--- Begin ---
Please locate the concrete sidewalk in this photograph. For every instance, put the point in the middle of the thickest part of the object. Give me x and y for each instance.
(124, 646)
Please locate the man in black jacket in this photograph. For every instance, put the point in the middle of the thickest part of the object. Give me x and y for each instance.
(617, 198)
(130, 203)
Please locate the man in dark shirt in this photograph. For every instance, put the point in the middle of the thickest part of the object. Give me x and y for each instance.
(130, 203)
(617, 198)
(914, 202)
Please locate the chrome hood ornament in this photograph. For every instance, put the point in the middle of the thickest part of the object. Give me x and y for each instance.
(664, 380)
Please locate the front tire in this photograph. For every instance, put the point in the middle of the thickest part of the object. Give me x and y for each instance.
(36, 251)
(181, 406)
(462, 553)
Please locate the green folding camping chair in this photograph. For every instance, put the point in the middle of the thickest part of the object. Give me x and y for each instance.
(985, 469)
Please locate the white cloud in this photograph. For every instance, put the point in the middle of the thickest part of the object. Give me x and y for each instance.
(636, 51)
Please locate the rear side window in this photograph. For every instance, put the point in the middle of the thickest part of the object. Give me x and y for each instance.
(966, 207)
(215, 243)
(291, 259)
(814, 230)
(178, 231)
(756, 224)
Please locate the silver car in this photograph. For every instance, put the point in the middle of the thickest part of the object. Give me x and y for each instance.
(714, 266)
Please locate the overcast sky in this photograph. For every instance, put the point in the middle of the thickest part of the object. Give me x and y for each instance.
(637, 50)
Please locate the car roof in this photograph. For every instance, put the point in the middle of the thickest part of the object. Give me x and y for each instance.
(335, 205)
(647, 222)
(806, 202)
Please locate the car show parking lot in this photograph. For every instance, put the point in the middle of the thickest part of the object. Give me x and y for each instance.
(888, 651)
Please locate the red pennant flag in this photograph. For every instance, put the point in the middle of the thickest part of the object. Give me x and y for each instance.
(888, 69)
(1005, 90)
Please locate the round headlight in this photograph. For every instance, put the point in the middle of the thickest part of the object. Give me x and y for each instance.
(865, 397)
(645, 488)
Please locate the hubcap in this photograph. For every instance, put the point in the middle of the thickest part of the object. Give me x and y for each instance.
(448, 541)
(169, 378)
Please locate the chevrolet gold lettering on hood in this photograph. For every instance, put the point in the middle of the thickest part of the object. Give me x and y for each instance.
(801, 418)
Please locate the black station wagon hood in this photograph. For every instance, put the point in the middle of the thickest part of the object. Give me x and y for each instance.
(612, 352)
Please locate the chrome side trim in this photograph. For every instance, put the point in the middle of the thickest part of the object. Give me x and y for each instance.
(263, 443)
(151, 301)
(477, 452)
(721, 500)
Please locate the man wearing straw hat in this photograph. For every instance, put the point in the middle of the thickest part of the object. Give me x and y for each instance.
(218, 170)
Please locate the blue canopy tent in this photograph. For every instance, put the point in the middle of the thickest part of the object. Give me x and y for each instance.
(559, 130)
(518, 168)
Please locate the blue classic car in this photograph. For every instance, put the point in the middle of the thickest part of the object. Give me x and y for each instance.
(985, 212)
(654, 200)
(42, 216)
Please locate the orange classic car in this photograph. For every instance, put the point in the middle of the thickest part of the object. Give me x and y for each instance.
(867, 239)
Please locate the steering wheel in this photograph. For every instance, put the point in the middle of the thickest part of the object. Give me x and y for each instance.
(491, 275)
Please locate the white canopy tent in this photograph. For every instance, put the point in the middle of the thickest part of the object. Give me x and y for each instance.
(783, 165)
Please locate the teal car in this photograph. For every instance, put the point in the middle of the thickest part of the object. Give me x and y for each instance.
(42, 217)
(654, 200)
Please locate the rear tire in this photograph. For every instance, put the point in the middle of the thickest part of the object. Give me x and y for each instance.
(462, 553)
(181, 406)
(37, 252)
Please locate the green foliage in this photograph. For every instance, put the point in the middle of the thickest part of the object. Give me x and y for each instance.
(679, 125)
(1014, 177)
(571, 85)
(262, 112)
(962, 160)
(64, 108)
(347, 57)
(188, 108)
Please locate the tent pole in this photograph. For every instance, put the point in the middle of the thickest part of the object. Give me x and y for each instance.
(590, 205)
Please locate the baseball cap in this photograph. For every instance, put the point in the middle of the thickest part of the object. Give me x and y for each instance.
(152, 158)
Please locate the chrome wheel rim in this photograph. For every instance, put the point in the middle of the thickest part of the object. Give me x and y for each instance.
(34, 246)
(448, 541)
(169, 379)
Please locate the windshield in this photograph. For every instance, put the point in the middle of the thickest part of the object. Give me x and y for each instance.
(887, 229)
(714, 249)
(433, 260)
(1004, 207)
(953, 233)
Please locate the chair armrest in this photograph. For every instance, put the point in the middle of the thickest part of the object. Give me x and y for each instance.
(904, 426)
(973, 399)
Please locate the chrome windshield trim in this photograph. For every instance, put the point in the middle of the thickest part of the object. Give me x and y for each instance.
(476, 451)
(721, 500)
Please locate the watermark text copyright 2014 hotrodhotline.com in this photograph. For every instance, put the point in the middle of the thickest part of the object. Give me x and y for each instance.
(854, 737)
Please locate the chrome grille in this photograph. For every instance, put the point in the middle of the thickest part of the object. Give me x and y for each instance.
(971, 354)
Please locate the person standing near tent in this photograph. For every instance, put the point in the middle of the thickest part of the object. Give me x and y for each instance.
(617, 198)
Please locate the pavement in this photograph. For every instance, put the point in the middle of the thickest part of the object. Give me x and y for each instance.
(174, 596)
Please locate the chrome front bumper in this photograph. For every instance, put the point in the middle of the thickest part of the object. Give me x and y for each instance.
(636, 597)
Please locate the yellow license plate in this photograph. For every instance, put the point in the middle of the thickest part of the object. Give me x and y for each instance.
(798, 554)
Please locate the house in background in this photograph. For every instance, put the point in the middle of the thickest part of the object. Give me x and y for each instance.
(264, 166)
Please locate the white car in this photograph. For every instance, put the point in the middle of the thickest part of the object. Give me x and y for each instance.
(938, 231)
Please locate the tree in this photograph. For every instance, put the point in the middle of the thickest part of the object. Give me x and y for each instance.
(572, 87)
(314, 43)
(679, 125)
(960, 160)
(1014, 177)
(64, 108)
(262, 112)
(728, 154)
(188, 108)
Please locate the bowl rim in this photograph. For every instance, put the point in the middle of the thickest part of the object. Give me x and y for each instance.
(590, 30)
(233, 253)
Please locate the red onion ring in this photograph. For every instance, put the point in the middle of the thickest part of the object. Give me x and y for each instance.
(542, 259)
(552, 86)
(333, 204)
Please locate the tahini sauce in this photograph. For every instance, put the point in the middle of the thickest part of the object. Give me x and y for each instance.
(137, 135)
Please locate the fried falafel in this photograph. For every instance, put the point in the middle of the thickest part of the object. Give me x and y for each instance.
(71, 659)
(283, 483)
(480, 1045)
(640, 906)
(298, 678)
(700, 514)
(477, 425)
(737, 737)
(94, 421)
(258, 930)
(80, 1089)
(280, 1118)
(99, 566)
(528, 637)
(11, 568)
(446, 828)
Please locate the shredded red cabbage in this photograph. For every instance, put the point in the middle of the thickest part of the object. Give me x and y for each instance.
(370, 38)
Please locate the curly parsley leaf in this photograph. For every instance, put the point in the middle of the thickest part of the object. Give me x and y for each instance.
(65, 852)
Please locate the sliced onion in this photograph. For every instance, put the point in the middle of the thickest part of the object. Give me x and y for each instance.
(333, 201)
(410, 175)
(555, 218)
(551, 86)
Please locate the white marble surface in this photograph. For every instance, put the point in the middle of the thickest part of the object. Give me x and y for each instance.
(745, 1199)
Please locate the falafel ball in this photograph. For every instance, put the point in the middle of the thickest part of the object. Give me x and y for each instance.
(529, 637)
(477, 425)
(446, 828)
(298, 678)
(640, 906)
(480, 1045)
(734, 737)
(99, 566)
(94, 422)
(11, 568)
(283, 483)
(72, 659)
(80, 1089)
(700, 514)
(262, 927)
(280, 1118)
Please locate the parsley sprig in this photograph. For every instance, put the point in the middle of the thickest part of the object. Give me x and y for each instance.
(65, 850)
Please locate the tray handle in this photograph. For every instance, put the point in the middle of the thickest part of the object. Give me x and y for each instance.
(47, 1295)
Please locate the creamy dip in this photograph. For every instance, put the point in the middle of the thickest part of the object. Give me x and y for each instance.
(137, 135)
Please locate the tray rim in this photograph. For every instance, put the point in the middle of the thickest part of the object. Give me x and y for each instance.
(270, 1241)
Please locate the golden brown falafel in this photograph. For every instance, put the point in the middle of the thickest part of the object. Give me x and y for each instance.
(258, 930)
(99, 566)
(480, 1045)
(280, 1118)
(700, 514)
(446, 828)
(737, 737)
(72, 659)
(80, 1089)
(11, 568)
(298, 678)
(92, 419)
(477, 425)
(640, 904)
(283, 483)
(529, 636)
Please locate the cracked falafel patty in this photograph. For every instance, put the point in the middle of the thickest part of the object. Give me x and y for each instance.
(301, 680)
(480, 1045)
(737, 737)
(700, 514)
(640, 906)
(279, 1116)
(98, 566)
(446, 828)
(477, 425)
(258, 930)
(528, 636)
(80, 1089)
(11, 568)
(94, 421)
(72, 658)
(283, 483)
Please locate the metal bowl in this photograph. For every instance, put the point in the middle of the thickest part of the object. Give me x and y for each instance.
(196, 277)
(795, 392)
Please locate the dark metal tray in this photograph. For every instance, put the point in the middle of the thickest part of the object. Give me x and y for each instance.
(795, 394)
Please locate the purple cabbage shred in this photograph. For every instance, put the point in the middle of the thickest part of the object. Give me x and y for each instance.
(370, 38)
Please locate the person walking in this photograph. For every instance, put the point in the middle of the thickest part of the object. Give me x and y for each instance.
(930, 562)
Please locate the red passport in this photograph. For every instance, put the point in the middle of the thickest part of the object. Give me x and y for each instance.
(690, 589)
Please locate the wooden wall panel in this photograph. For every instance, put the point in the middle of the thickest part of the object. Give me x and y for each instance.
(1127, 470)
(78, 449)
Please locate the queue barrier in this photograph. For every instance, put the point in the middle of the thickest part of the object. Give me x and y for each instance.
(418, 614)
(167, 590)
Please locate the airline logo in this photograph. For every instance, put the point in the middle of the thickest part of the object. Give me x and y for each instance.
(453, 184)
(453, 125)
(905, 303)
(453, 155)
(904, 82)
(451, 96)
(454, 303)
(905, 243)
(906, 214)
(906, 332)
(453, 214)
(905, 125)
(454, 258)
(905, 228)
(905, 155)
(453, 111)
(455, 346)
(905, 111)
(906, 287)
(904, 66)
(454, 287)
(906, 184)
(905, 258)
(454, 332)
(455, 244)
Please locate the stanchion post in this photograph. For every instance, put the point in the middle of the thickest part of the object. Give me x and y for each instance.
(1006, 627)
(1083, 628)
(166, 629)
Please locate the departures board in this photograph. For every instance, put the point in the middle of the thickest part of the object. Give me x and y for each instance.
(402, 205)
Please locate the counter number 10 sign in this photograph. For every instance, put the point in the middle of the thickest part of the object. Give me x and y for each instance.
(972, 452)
--- End ---
▶ _PROBLEM REQUIREMENTS_:
Turn everything in the material from the line containing "Please locate the cracked" down to the line containing "(279, 1116)" into a Markdown table with columns Row and Content, numbering the lines and leaving out any blank ones.

▶ _SOLUTION_:
| Row | Content |
|---|---|
| 1 | Please locate the cracked falafel patty in this photograph. For every instance, put the point in the middle of the thickest part of the object. Give me x and y for each instance. |
| 2 | (301, 680) |
| 3 | (480, 1045) |
| 4 | (737, 737) |
| 5 | (700, 514) |
| 6 | (640, 906) |
| 7 | (279, 1116) |